-------- Information supplied

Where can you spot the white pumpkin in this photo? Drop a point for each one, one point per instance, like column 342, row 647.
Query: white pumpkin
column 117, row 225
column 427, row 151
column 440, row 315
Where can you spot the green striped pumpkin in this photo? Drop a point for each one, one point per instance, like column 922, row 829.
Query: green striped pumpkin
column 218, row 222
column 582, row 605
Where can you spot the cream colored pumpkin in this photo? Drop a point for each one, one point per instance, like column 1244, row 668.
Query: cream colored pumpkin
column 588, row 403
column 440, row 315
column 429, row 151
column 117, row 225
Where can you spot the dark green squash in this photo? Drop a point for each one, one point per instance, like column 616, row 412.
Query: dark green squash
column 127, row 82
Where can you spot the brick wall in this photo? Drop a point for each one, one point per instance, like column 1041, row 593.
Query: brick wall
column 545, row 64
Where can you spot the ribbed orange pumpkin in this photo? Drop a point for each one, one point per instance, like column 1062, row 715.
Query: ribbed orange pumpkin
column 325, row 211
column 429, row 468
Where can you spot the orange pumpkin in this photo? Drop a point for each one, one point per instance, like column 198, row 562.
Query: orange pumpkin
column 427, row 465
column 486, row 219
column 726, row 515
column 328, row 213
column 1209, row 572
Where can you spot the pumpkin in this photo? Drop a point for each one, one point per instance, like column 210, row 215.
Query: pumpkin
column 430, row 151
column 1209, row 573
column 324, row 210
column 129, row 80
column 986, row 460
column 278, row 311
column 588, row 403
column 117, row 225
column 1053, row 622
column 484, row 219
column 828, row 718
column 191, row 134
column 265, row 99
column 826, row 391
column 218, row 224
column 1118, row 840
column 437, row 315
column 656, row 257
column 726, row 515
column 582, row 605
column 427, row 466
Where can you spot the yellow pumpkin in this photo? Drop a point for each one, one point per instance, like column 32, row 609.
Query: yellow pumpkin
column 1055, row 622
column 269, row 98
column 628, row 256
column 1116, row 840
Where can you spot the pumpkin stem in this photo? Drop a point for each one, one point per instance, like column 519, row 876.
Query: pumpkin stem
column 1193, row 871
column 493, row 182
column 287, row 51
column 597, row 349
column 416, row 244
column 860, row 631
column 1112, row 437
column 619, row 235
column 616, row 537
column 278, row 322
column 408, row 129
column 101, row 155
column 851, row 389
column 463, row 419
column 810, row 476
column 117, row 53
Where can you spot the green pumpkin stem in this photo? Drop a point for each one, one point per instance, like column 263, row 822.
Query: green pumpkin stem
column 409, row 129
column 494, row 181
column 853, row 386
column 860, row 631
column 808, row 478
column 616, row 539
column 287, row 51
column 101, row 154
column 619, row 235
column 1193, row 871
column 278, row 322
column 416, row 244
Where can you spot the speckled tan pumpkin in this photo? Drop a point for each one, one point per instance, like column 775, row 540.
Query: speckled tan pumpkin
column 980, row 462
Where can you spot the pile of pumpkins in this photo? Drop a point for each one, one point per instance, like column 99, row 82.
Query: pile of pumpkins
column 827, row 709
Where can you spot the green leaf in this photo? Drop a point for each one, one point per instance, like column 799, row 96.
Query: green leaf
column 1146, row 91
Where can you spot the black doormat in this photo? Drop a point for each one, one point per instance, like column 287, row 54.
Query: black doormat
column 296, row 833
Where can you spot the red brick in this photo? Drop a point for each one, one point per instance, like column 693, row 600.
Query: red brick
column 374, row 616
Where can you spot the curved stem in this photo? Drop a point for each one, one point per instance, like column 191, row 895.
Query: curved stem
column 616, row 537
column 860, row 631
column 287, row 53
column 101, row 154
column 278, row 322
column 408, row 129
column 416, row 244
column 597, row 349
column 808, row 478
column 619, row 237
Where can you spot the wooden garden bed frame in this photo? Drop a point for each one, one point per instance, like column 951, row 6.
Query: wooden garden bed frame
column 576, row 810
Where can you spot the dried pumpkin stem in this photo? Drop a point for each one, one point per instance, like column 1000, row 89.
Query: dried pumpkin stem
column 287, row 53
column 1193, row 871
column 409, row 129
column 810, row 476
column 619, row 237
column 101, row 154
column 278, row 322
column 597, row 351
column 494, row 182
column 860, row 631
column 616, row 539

----------------

Each record above is to be written out again exactly.

Where can you spot the white pumpkin in this photo? Drop a point for each one, one point per instance, like column 342, row 647.
Query: white pumpkin
column 117, row 225
column 427, row 151
column 440, row 315
Where can you spot the green striped pumpkin in this photo? Drop a point for each one, one point per instance, like column 922, row 829.
Query: green striped pumpkin
column 218, row 222
column 582, row 605
Where can you spot the cream colored pumpkin in this photo? Drop a point for each one, one point per instance, like column 1244, row 668.
Query: cream colored pumpkin
column 588, row 403
column 440, row 315
column 429, row 151
column 117, row 225
Where can you spot the dark green squash in this photo? Drop a point for each one, one point per instance, like column 616, row 412.
Query: dark green squash
column 127, row 82
Where can you spot the brick wall in this photo? Drop a point for each one, one point per instance, like column 1041, row 593.
Query: brick wall
column 545, row 64
Where can you spot the ribbed orange pumpkin in this photo? Drop a point for each one, one point per instance, like column 1062, row 715.
Query: ribbed orange pumpkin
column 325, row 211
column 429, row 468
Where can you spot the orange pumpkin in this photo? Drop a point for each one, one point per instance, like column 198, row 562.
Query: orange pumpkin
column 427, row 465
column 486, row 219
column 726, row 515
column 328, row 213
column 1209, row 572
Where can you spot the pumpkin in this photo? Drop a point for each one, one point per instance, like column 210, row 215.
Query: pumpkin
column 430, row 151
column 1209, row 573
column 324, row 210
column 129, row 80
column 986, row 460
column 278, row 311
column 588, row 403
column 117, row 225
column 1053, row 622
column 484, row 219
column 828, row 718
column 191, row 134
column 265, row 99
column 826, row 391
column 218, row 224
column 1118, row 840
column 437, row 315
column 656, row 257
column 726, row 515
column 582, row 605
column 427, row 466
Where can you spot the yellow pumpkin in this photo? Drop a point for each one, one point per instance, like column 32, row 609.
Query: yellow pumpkin
column 1055, row 622
column 269, row 98
column 628, row 256
column 1116, row 840
Where can you spot the pumpkin stem in this photo? Drop a point for each one, one point per instance, like column 519, row 876.
Query: pumpkin stem
column 1193, row 871
column 493, row 182
column 287, row 51
column 597, row 349
column 416, row 244
column 860, row 631
column 1112, row 437
column 619, row 235
column 616, row 537
column 278, row 322
column 408, row 129
column 101, row 155
column 851, row 389
column 463, row 419
column 810, row 476
column 117, row 53
Where can you spot the green pumpkin stem in this photo? Drop a point for each one, one point per instance, like column 263, row 822.
Query: green pumpkin stem
column 409, row 129
column 494, row 181
column 853, row 386
column 860, row 631
column 808, row 478
column 616, row 539
column 287, row 51
column 101, row 154
column 619, row 235
column 1193, row 871
column 278, row 322
column 416, row 244
Where can you spot the speckled tan pumpkin in this photo? Drop a point for each one, one point per instance, like column 775, row 540.
Query: speckled tan pumpkin
column 980, row 462
Where can you spot the pile of pumpkins in this photo? Drop a point for each one, one point per instance, like column 99, row 82.
Query: pile of pumpkins
column 827, row 709
Where can you spot the green leaf in this photo? Drop a point for each one, one point per instance, like column 799, row 96.
Query: green leaf
column 1146, row 91
Where can you spot the black doormat in this photo? Drop a point for each one, one point per instance, like column 287, row 54.
Query: black doormat
column 296, row 833
Where can you spot the red brick in this photo? Drop a point for each one, one point per instance, like column 693, row 600.
Query: red brick
column 374, row 616
Where can you spot the curved stem in this photo? Drop a point for each one, one point per instance, like column 191, row 895.
Query: curved stem
column 616, row 537
column 860, row 631
column 287, row 53
column 101, row 154
column 278, row 322
column 408, row 129
column 416, row 244
column 597, row 349
column 808, row 478
column 619, row 237
Where can you spot the wooden garden bed frame in this photo? Drop a point for each one, one point per instance, like column 951, row 6.
Query: wooden garden bed frame
column 576, row 810
Where can you spot the dried pumpkin stem in this photo? Drop a point for each one, one point per instance, like column 1000, row 89.
Query: dried pumpkin stem
column 287, row 53
column 1193, row 871
column 409, row 129
column 810, row 476
column 619, row 237
column 101, row 154
column 278, row 322
column 597, row 351
column 494, row 182
column 860, row 631
column 616, row 539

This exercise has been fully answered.